═════ RECORDS SHOWN ═════

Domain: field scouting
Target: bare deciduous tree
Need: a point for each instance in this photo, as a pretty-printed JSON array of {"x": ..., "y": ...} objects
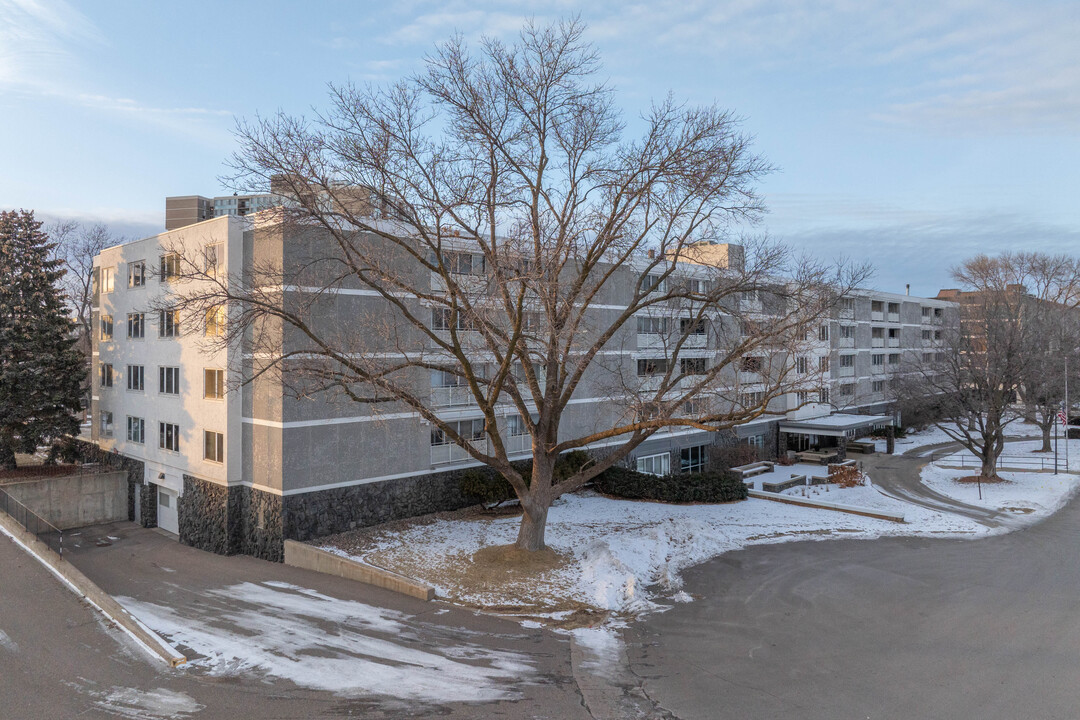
[
  {"x": 1014, "y": 320},
  {"x": 515, "y": 248}
]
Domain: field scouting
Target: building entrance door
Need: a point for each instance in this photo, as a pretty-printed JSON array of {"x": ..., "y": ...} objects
[{"x": 167, "y": 518}]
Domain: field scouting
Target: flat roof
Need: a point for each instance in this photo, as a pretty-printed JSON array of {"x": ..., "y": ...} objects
[{"x": 835, "y": 424}]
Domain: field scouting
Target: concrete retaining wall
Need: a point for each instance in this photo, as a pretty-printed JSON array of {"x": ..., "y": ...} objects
[
  {"x": 76, "y": 501},
  {"x": 300, "y": 555}
]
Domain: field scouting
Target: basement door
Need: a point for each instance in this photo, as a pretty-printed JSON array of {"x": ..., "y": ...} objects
[{"x": 167, "y": 519}]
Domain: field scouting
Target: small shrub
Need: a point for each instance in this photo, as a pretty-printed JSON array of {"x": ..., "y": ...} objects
[
  {"x": 732, "y": 456},
  {"x": 707, "y": 487}
]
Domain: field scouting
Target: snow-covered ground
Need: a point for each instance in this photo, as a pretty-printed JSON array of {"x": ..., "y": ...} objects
[
  {"x": 288, "y": 633},
  {"x": 934, "y": 435},
  {"x": 626, "y": 556},
  {"x": 1033, "y": 496}
]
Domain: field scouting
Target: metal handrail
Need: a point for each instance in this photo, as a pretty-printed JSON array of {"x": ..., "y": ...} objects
[
  {"x": 1002, "y": 461},
  {"x": 42, "y": 529}
]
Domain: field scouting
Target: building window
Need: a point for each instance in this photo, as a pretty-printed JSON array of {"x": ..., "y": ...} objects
[
  {"x": 135, "y": 377},
  {"x": 136, "y": 430},
  {"x": 169, "y": 324},
  {"x": 515, "y": 426},
  {"x": 442, "y": 318},
  {"x": 106, "y": 423},
  {"x": 136, "y": 325},
  {"x": 136, "y": 273},
  {"x": 691, "y": 326},
  {"x": 214, "y": 259},
  {"x": 752, "y": 364},
  {"x": 213, "y": 446},
  {"x": 655, "y": 284},
  {"x": 692, "y": 460},
  {"x": 693, "y": 365},
  {"x": 469, "y": 430},
  {"x": 651, "y": 366},
  {"x": 651, "y": 325},
  {"x": 213, "y": 383},
  {"x": 753, "y": 399},
  {"x": 169, "y": 436},
  {"x": 169, "y": 380},
  {"x": 170, "y": 267},
  {"x": 658, "y": 464},
  {"x": 215, "y": 322}
]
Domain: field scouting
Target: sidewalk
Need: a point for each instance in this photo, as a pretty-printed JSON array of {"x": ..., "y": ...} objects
[{"x": 255, "y": 621}]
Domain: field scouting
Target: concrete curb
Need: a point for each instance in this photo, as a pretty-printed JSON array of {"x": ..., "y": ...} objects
[
  {"x": 85, "y": 587},
  {"x": 309, "y": 557},
  {"x": 806, "y": 502}
]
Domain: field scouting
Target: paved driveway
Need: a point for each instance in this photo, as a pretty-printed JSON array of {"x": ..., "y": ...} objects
[
  {"x": 272, "y": 641},
  {"x": 890, "y": 628}
]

═════

#### [TASK DIRECTIONS]
The answer should be a number alone: how many lines of the entries hold the word "door"?

#### [YOUR SOLUTION]
2